**Data for processing**
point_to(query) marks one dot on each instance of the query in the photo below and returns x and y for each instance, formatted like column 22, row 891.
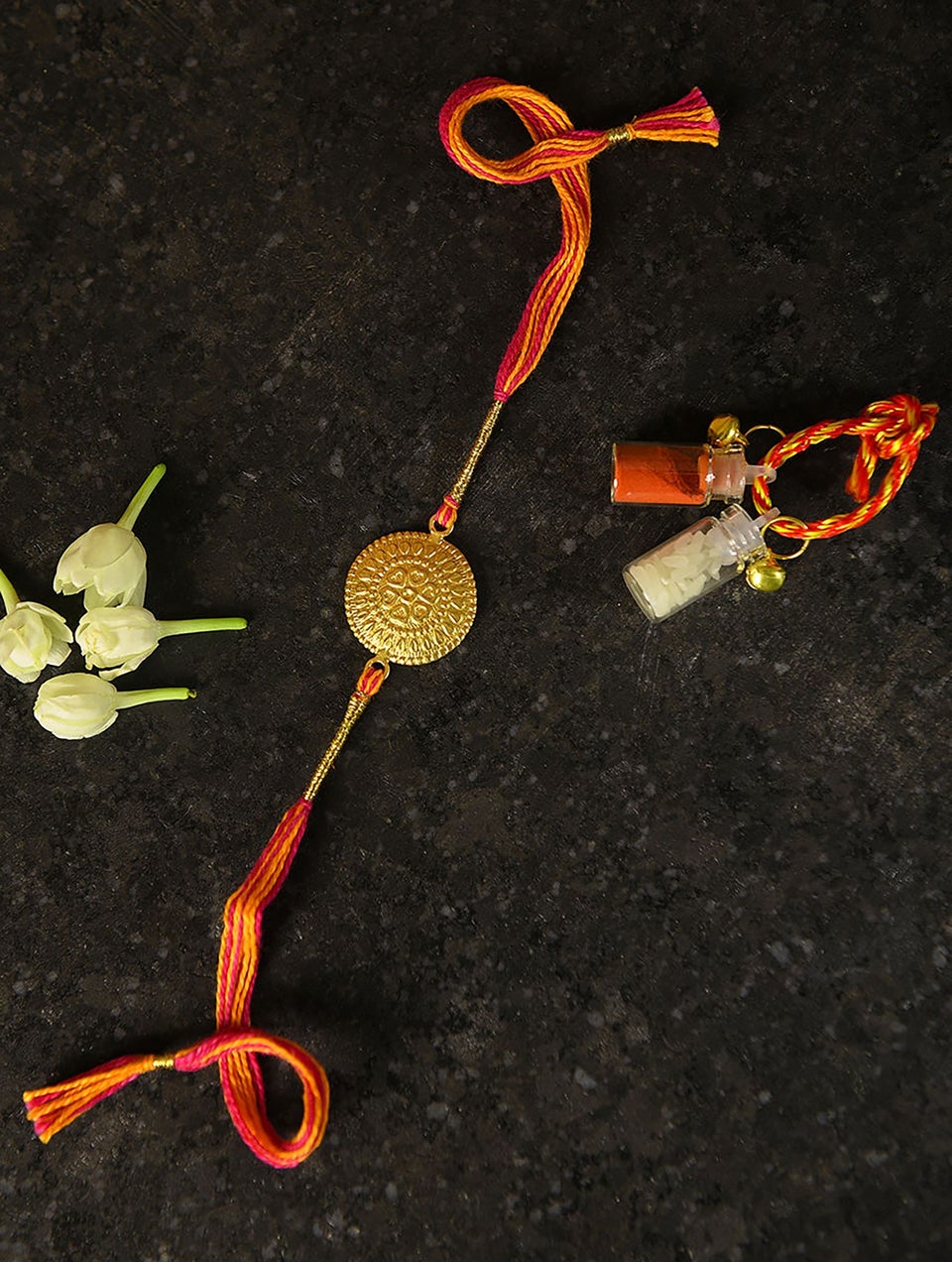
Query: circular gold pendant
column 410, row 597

--

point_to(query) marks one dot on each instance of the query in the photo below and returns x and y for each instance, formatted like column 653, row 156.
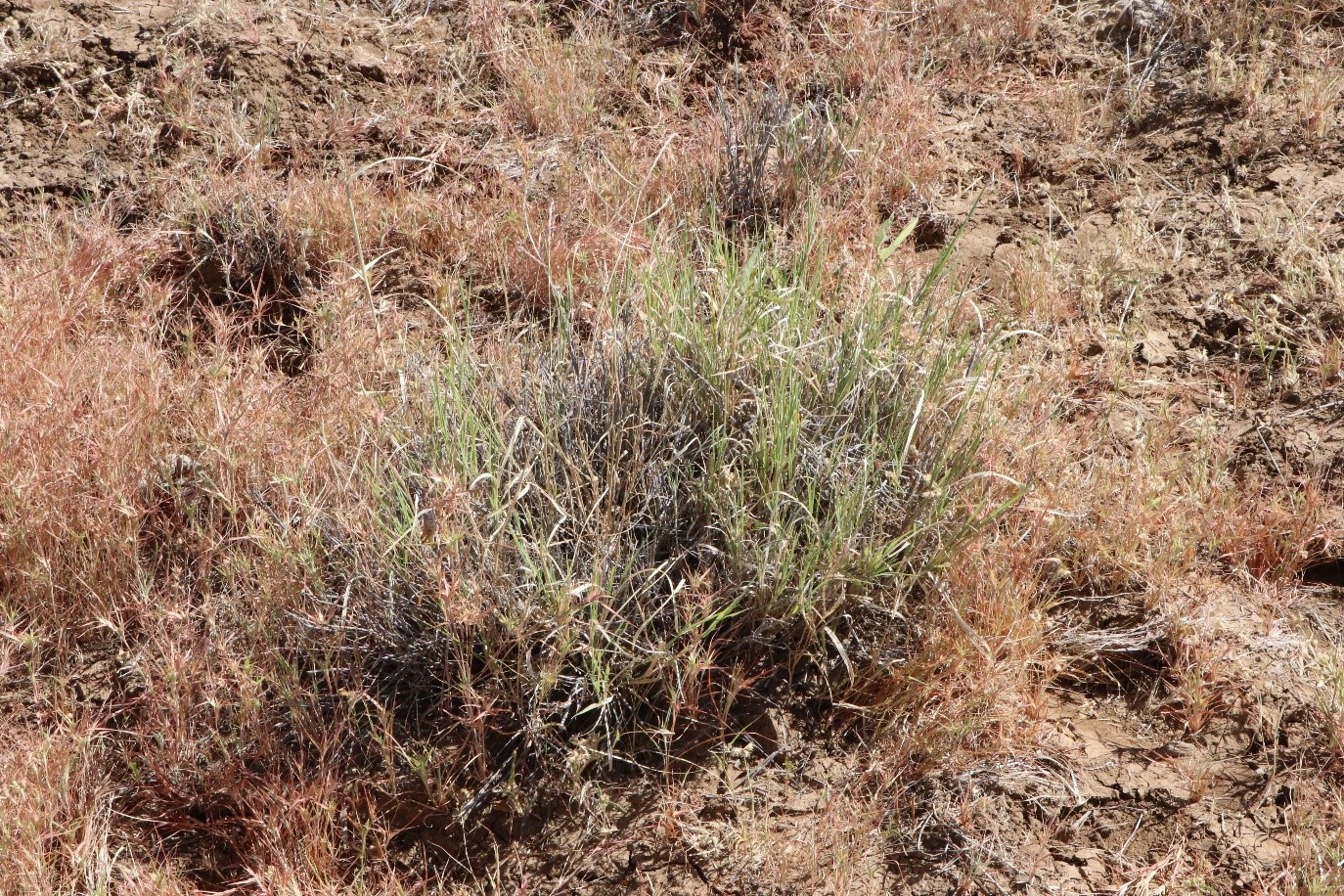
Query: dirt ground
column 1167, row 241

**Brief**
Reproduce word for word the material from the line with "22, row 891." up to and including the line with "column 410, row 597". Leave the picture out of your answer.

**Final answer**
point_to(query) marks one dot on each instance of the query in the photo below and returns x and y for each instance, formatted like column 22, row 891.
Query: circular gold pendant
column 410, row 597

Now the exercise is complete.